WHAT IS REQUIRED: Every line from the start of the records through the line with "box: [41, 344, 70, 360]" is to be written out exactly; pictures are not.

RECORD EXTRACTS Start Marker

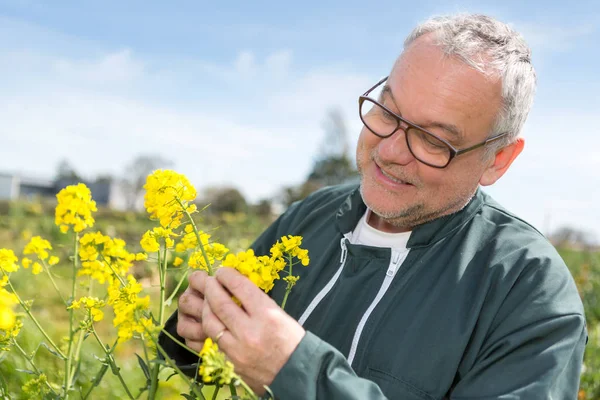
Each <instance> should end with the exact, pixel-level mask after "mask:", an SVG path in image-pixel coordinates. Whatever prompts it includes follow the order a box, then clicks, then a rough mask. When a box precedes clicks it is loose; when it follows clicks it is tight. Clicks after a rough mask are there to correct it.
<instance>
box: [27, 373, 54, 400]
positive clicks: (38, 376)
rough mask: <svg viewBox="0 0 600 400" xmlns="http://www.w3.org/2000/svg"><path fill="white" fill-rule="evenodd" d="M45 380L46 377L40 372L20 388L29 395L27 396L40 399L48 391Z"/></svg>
mask: <svg viewBox="0 0 600 400" xmlns="http://www.w3.org/2000/svg"><path fill="white" fill-rule="evenodd" d="M47 382H48V378H46V375H45V374H40V375H38V377H37V378H34V379H30V380H29V381H27V383H25V384H24V385H23V386H22V387H21V389H22V390H23V393H25V394H28V395H29V398H31V399H33V398H36V399H41V398H43V397H45V396H44V395H45V394H47V393H49V392H50V388H49V387H48V385H47Z"/></svg>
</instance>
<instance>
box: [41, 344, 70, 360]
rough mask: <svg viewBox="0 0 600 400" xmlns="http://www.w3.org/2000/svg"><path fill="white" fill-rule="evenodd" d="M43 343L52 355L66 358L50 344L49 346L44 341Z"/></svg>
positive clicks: (42, 345)
mask: <svg viewBox="0 0 600 400" xmlns="http://www.w3.org/2000/svg"><path fill="white" fill-rule="evenodd" d="M41 345H42V346H44V347H45V348H46V350H48V351H49V352H50V353H51V354H52V355H54V356H56V357H58V358H60V359H61V360H64V359H65V358H64V357H63V356H61V355H60V354H58V352H56V351H55V350H54V349H53V348H51V347H50V346H48V345H47V344H46V343H45V342H42V343H41Z"/></svg>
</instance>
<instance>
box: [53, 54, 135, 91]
mask: <svg viewBox="0 0 600 400" xmlns="http://www.w3.org/2000/svg"><path fill="white" fill-rule="evenodd" d="M52 66H53V67H54V69H55V70H56V73H57V74H58V75H59V77H60V78H62V79H65V80H71V81H76V82H77V81H81V82H87V83H98V84H115V83H123V82H125V83H129V82H131V81H132V80H134V79H137V78H140V77H141V75H142V74H143V73H144V65H143V63H142V62H141V61H140V60H139V59H136V58H134V56H133V54H132V52H131V50H130V49H123V50H119V51H116V52H114V53H109V54H106V55H104V56H102V57H101V58H100V59H96V60H83V61H73V60H70V59H65V58H61V59H58V60H55V61H54V62H53V65H52Z"/></svg>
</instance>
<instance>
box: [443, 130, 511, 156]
mask: <svg viewBox="0 0 600 400" xmlns="http://www.w3.org/2000/svg"><path fill="white" fill-rule="evenodd" d="M507 134H508V132H504V133H501V134H499V135H496V136H493V137H491V138H489V139H487V140H486V141H484V142H481V143H478V144H476V145H475V146H471V147H467V148H466V149H462V150H458V151H457V152H456V154H455V155H454V156H458V155H459V154H463V153H466V152H467V151H471V150H475V149H478V148H480V147H483V146H485V145H486V144H488V143H492V142H494V141H496V140H498V139H501V138H502V137H504V136H506V135H507Z"/></svg>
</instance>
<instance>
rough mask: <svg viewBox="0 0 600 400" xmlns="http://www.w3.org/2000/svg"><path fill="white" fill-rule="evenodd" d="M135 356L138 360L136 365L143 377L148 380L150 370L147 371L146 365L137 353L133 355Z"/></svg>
mask: <svg viewBox="0 0 600 400" xmlns="http://www.w3.org/2000/svg"><path fill="white" fill-rule="evenodd" d="M135 356H136V357H137V358H138V364H140V367H141V368H142V371H144V376H146V379H150V370H149V369H148V365H146V362H145V361H144V360H143V359H142V357H140V356H139V355H138V354H137V353H135Z"/></svg>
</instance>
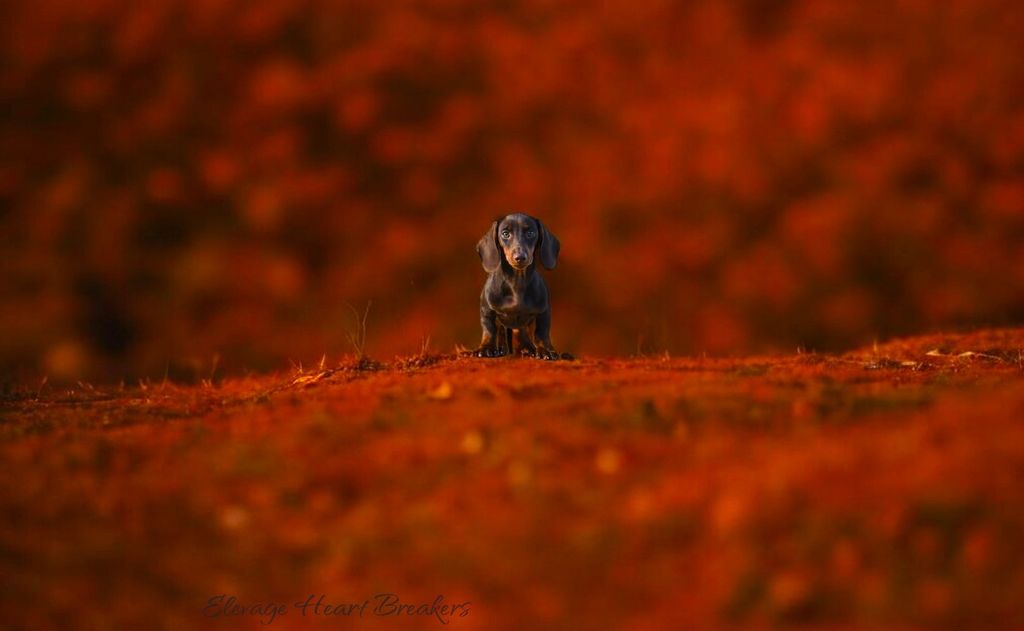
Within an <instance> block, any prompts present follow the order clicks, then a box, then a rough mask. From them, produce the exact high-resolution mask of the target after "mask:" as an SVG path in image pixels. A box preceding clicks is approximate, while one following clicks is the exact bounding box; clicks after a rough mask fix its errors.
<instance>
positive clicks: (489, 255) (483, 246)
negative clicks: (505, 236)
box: [476, 220, 502, 274]
mask: <svg viewBox="0 0 1024 631" xmlns="http://www.w3.org/2000/svg"><path fill="white" fill-rule="evenodd" d="M497 233H498V221H497V220H496V221H495V222H494V223H492V224H490V227H489V228H487V232H486V233H484V235H483V237H480V240H479V241H478V242H476V253H477V254H479V255H480V262H481V263H482V264H483V269H484V270H485V271H486V272H487V274H494V272H495V271H498V268H499V267H501V266H502V255H501V253H500V252H499V251H498V235H497Z"/></svg>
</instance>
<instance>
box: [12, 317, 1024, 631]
mask: <svg viewBox="0 0 1024 631" xmlns="http://www.w3.org/2000/svg"><path fill="white" fill-rule="evenodd" d="M1022 347H1024V330H1002V331H983V332H978V333H975V334H972V335H968V336H936V337H929V338H918V339H910V340H898V341H895V342H891V343H888V344H880V345H878V346H877V347H876V348H868V349H866V350H865V351H856V352H850V353H846V354H843V355H829V354H816V353H815V354H808V353H802V354H796V355H790V356H778V357H752V359H746V360H742V359H736V360H716V359H709V357H700V359H687V357H677V359H665V357H657V359H649V360H644V359H632V360H593V359H583V360H581V361H577V362H557V363H546V362H539V361H536V360H523V359H503V360H494V361H482V360H473V359H467V357H464V356H460V355H459V353H445V354H431V353H430V352H429V351H428V349H429V347H428V345H427V344H426V343H424V345H423V349H422V350H423V352H421V353H420V354H419V355H417V356H414V357H410V359H398V360H395V361H394V362H392V363H389V364H377V363H374V364H373V366H374V368H373V369H372V370H368V369H367V368H366V366H364V365H362V364H361V363H360V362H368V363H369V362H372V361H371V360H369V359H367V357H366V355H364V359H362V360H361V361H360V362H356V363H354V364H353V363H345V362H342V363H340V364H337V365H332V363H331V362H329V361H328V360H327V356H326V355H325V356H324V357H322V360H321V361H319V362H318V364H316V365H315V367H314V368H302V367H296V370H295V371H293V372H292V373H291V374H288V375H282V376H270V377H248V378H231V377H223V378H222V379H221V380H220V381H218V382H217V383H216V384H214V385H209V384H204V383H198V384H194V385H187V384H180V383H176V382H174V381H170V380H169V381H166V382H164V383H162V384H160V385H159V386H150V387H137V388H120V387H114V388H105V387H102V386H96V385H90V384H86V383H84V382H83V383H82V384H81V385H77V386H75V387H73V388H70V389H56V388H52V387H46V388H42V387H40V385H39V381H36V382H34V384H33V385H31V386H25V387H9V388H7V389H6V393H5V394H4V397H3V398H2V399H0V459H2V461H3V462H4V463H5V467H4V468H3V469H2V472H0V513H2V514H3V515H4V519H3V522H2V524H0V536H2V539H0V541H2V542H3V550H4V552H3V553H2V554H0V574H2V576H4V578H5V589H4V590H3V591H2V592H0V606H2V608H3V611H4V612H6V614H5V616H6V619H5V624H8V625H10V626H12V627H13V628H26V627H35V628H40V627H48V626H58V625H59V624H61V623H62V622H66V621H67V620H68V619H69V617H70V616H75V617H76V620H77V621H79V622H80V623H81V624H83V625H93V626H116V627H124V628H130V627H138V626H140V625H141V626H145V627H147V628H161V627H163V628H184V627H191V626H195V625H196V624H198V623H199V622H202V621H201V620H200V619H199V618H198V616H199V614H198V612H199V609H200V605H201V604H202V603H203V602H204V601H205V599H206V598H208V597H209V596H210V595H211V594H216V593H224V592H225V591H226V592H231V593H234V594H236V595H238V597H239V598H240V599H243V600H249V601H256V600H259V599H264V600H265V599H267V598H275V599H285V598H297V597H301V596H302V594H298V593H296V591H295V590H296V589H300V590H305V589H311V590H314V591H317V592H319V591H323V592H325V593H328V594H332V595H336V596H338V597H341V596H358V597H366V595H370V594H372V593H375V592H376V591H380V590H389V591H395V592H396V593H399V594H402V595H407V597H409V598H414V597H415V598H419V599H424V598H425V599H427V600H430V599H432V598H433V597H434V596H435V595H436V594H437V593H443V594H445V595H451V596H458V597H459V598H460V599H467V600H472V601H473V607H474V608H473V613H472V615H471V617H470V618H469V619H468V620H469V621H470V622H469V623H467V624H466V625H465V627H466V628H487V629H506V628H508V629H517V628H524V627H535V628H536V627H544V628H567V627H575V628H604V627H621V626H628V625H632V626H637V627H640V628H658V629H660V628H687V627H708V626H712V627H714V626H718V625H721V624H727V623H735V624H755V625H765V624H775V623H781V624H790V623H801V624H811V625H816V626H822V627H830V626H842V627H843V628H851V629H852V628H865V629H866V628H877V627H878V626H888V627H899V628H936V627H944V628H951V627H956V626H959V625H961V623H965V624H966V623H967V622H969V621H998V624H999V625H1010V626H1013V625H1020V624H1024V618H1022V615H1021V611H1020V607H1019V589H1018V587H1019V585H1020V584H1021V583H1022V581H1024V570H1022V569H1024V545H1022V544H1021V542H1020V540H1019V537H1017V536H1016V534H1017V533H1019V532H1021V530H1022V528H1024V509H1022V508H1021V507H1022V506H1024V485H1022V483H1021V482H1020V480H1019V479H1018V478H1019V475H1018V474H1017V472H1018V471H1020V470H1021V467H1022V466H1024V425H1022V424H1021V423H1020V421H1019V418H1020V414H1019V412H1020V410H1022V409H1024V387H1022V385H1024V374H1022V372H1021V370H1020V366H1019V363H1018V360H1017V357H1018V356H1019V354H1020V349H1021V348H1022ZM935 349H941V350H940V351H939V352H935ZM211 374H212V373H211ZM170 468H173V475H168V470H169V469H170ZM257 566H258V567H259V572H254V571H253V567H257ZM297 586H301V587H297ZM129 595H130V598H128V597H126V596H129ZM581 601H586V602H587V603H589V604H588V606H579V604H580V602H581ZM460 622H461V621H456V622H454V623H453V628H454V627H455V626H458V625H459V623H460ZM301 623H302V621H300V620H298V619H294V617H293V618H292V619H282V620H281V621H279V622H276V623H274V624H275V625H278V624H280V625H281V626H282V628H306V626H304V625H303V624H301Z"/></svg>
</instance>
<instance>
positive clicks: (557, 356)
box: [534, 308, 558, 360]
mask: <svg viewBox="0 0 1024 631" xmlns="http://www.w3.org/2000/svg"><path fill="white" fill-rule="evenodd" d="M534 341H535V343H536V344H537V357H538V359H539V360H557V359H558V353H557V352H556V351H555V348H554V345H552V343H551V309H550V308H549V309H547V310H545V311H544V312H543V313H539V314H538V316H537V325H536V327H535V329H534Z"/></svg>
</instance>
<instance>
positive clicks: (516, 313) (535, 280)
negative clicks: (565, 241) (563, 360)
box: [475, 213, 559, 360]
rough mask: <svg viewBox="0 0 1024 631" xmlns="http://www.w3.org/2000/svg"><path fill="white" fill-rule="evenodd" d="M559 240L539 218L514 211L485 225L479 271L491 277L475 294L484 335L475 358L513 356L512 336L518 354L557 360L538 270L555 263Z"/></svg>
mask: <svg viewBox="0 0 1024 631" xmlns="http://www.w3.org/2000/svg"><path fill="white" fill-rule="evenodd" d="M558 248H559V245H558V239H556V238H555V236H554V235H552V234H551V233H550V232H549V230H548V228H546V227H545V226H544V224H543V223H541V222H540V220H538V219H536V218H534V217H530V216H529V215H524V214H522V213H515V214H511V215H506V216H504V217H502V218H501V219H498V220H497V221H495V222H494V223H492V224H490V228H489V229H488V230H487V233H486V234H485V235H484V236H483V237H482V238H481V239H480V241H479V243H477V244H476V253H477V254H479V255H480V262H481V263H482V264H483V269H484V270H486V272H487V274H488V275H490V276H488V277H487V282H486V283H484V284H483V291H482V292H480V326H481V327H482V328H483V337H482V339H481V340H480V346H479V348H477V349H476V351H475V354H476V356H478V357H498V356H502V355H504V354H506V353H510V352H512V332H513V331H516V332H517V333H518V337H519V350H520V352H523V353H525V354H530V355H535V356H537V357H539V359H543V360H557V359H558V353H557V352H555V349H554V347H553V346H552V344H551V303H550V301H549V300H548V286H547V285H545V284H544V279H542V278H541V275H540V272H538V271H537V262H538V261H540V262H541V264H542V265H544V266H545V267H546V268H547V269H554V268H555V264H556V263H557V262H558Z"/></svg>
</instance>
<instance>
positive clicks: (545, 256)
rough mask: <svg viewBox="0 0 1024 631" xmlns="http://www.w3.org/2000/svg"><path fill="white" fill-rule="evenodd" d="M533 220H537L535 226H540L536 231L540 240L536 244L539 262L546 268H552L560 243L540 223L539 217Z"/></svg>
mask: <svg viewBox="0 0 1024 631" xmlns="http://www.w3.org/2000/svg"><path fill="white" fill-rule="evenodd" d="M535 221H537V226H538V228H540V229H539V230H538V232H539V233H540V235H541V241H540V242H539V243H538V244H537V253H538V255H539V256H540V257H541V264H542V265H544V266H545V268H547V269H554V268H555V265H556V264H557V263H558V249H559V248H560V247H561V245H560V244H559V243H558V238H557V237H555V236H554V235H552V234H551V232H550V230H549V229H548V228H547V227H546V226H545V225H544V224H543V223H541V220H540V219H535Z"/></svg>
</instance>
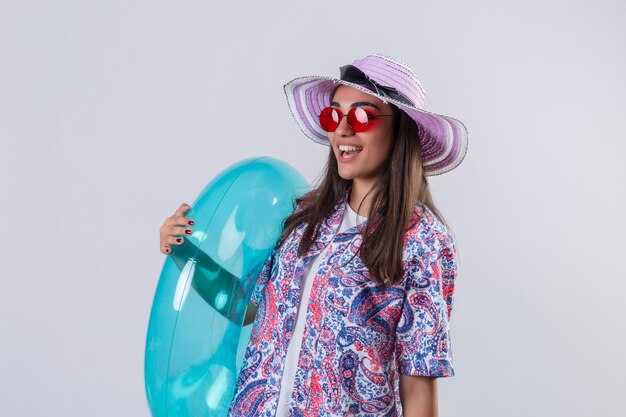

RECORD EXTRACTS End Marker

ANSWER TO THIS PROBLEM:
Each <instance> should end with the exact, pixel-level mask after "mask:", an SVG path in image-pixel coordinates. Whatever prompts it includes follow the order a box, then clicks, then a rough mask. When a box precedes clicks it is loose; when it follows clicks it is tight. Clicks after a rough mask are there to correct it.
<instance>
box: [27, 373, 54, 400]
positive clicks: (38, 376)
rough mask: <svg viewBox="0 0 600 400" xmlns="http://www.w3.org/2000/svg"><path fill="white" fill-rule="evenodd" d="M45 380L46 377L40 372L20 388L29 395L27 396L40 399L48 391Z"/></svg>
mask: <svg viewBox="0 0 600 400" xmlns="http://www.w3.org/2000/svg"><path fill="white" fill-rule="evenodd" d="M47 382H48V378H46V375H45V374H40V375H38V377H37V378H34V379H30V380H29V381H27V383H25V384H24V385H23V386H22V387H21V389H22V390H23V393H25V394H28V395H29V398H31V399H33V398H36V399H41V398H43V397H45V396H44V395H45V394H47V393H49V392H50V388H49V387H48V385H47Z"/></svg>
</instance>
<instance>
box: [41, 344, 70, 360]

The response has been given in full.